▶ **SET TASK**
In the weekly update below, take the passage that begins at "Monday, October 21, 2019" and stops after "just not healthy.", and write it out again with "rough" changed to "difficult".

##### TEXT SHOWN

Monday, October 21, 2019

Weekly Update: Depression

It's been a rough week and I'm not going to pretend otherwise. That would be lying to all of you and lying to myself and that's just not healthy.

Let's see...where to start...I guess with the car. I think I mentioned that I was having car trouble and about $600 short on getting it repaired. Well, I managed to come up with $250 and someone loaned me the other $350 so I went and got the brakes/rotors/calipers all taken care of. Unfortunately, the mechanic came out with more bad news in that the other wheel bearing is now making noise. That's another $450. I don't have it. Not a single penny of it. My editing sale brought in nothing, nor did my stick figure art sale. I did sell about $20 worth of books but that went towards the last repair. I'm trying to remain calm but it's hard.

Speaking of money, it turns out that my oldest makes too much money for us to really remain on food assistance. Due to his income (none of which is really a part of this household), they've cut me back to $16/mo. I have no idea what to do about that. Since he's splitting time between here and his father's, perhaps it'd be better to drop him as part of the household. I really don't know. I just know that nobody can live off of $16/mo in food and my income doesn't allow for me to cover groceries quite yet. That's a dream of mine...a goal...

##########
##### GIVEN MATERIAL

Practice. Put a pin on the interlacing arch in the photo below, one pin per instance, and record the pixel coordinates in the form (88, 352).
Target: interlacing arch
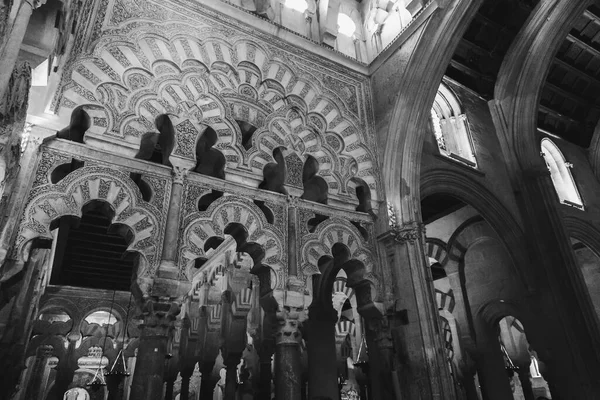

##########

▶ **EXERCISE RESPONSE**
Monday, October 21, 2019

Weekly Update: Depression

It's been a difficult week and I'm not going to pretend otherwise. That would be lying to all of you and lying to myself and that's just not healthy.